## Written instruction
What do the lines say from the one containing "nuts in the picture above?" to the end of the records? Restate them word for word, and only those.

-- start of Data section --

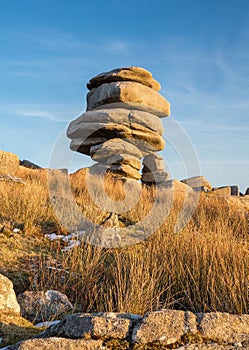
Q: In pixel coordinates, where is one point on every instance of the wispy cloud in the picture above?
(52, 112)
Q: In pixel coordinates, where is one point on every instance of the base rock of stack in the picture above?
(132, 73)
(154, 169)
(128, 93)
(118, 170)
(114, 147)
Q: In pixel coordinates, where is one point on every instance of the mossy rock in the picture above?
(14, 329)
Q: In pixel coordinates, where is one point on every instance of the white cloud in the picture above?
(52, 112)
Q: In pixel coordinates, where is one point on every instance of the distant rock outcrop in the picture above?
(122, 125)
(9, 163)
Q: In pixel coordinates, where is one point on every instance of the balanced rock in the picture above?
(83, 145)
(197, 182)
(146, 139)
(118, 170)
(112, 148)
(122, 125)
(154, 177)
(9, 163)
(153, 162)
(154, 169)
(105, 116)
(130, 95)
(132, 73)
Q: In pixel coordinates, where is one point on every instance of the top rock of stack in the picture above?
(132, 73)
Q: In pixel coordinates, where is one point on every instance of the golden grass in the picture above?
(204, 267)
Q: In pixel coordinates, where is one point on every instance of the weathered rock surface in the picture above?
(132, 73)
(114, 147)
(153, 162)
(197, 182)
(224, 327)
(83, 145)
(104, 326)
(176, 186)
(129, 94)
(154, 177)
(204, 331)
(8, 301)
(27, 164)
(120, 170)
(166, 326)
(234, 190)
(212, 346)
(145, 139)
(43, 306)
(9, 163)
(58, 343)
(221, 191)
(121, 116)
(123, 159)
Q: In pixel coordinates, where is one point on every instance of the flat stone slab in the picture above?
(121, 116)
(128, 94)
(212, 346)
(120, 160)
(197, 182)
(114, 147)
(77, 326)
(55, 343)
(119, 170)
(153, 162)
(167, 326)
(154, 177)
(224, 327)
(132, 73)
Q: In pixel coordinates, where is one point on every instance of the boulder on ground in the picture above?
(224, 327)
(55, 343)
(166, 326)
(95, 326)
(132, 73)
(43, 306)
(8, 301)
(128, 94)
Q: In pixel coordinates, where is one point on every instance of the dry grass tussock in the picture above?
(204, 267)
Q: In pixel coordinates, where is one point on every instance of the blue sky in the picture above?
(197, 50)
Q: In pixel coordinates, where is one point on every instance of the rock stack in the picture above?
(122, 125)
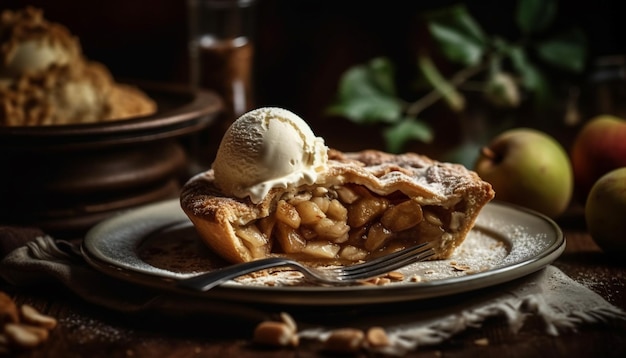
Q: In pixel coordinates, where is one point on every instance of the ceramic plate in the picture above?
(156, 245)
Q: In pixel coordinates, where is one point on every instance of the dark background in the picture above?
(302, 47)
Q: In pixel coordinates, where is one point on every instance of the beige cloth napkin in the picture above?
(560, 302)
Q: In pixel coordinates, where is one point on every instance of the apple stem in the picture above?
(490, 154)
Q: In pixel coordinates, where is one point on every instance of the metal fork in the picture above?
(341, 275)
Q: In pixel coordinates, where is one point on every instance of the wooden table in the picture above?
(86, 330)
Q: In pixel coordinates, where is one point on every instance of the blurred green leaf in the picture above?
(532, 77)
(397, 135)
(367, 94)
(534, 16)
(458, 35)
(566, 51)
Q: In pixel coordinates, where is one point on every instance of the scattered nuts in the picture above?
(481, 342)
(25, 336)
(280, 334)
(34, 317)
(395, 276)
(272, 333)
(23, 328)
(345, 340)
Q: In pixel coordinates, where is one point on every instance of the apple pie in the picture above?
(366, 204)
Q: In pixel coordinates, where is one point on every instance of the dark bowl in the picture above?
(64, 179)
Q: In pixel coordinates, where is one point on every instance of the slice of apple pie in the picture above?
(366, 204)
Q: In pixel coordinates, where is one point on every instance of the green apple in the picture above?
(605, 212)
(529, 168)
(599, 147)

-- end of Data section --

## Full answer
Q: In pixel coordinates, where is one point on every instance of the scattered nuts in the picture above?
(481, 342)
(25, 336)
(280, 334)
(34, 317)
(395, 276)
(272, 333)
(23, 328)
(345, 340)
Q: In pixel coordinates, where is one point on every instance of the apple pie in the picture above?
(366, 204)
Q: In pixel coordinates, where is one point on every instance of the dark bowl in the picture above?
(64, 179)
Q: In pixel coordinates, where is one point on every instance of the slice of apple pie in the picture above?
(366, 204)
Q: In pixel coordinates, where is one point on every instance of the green apple in the picture above?
(605, 212)
(529, 168)
(599, 147)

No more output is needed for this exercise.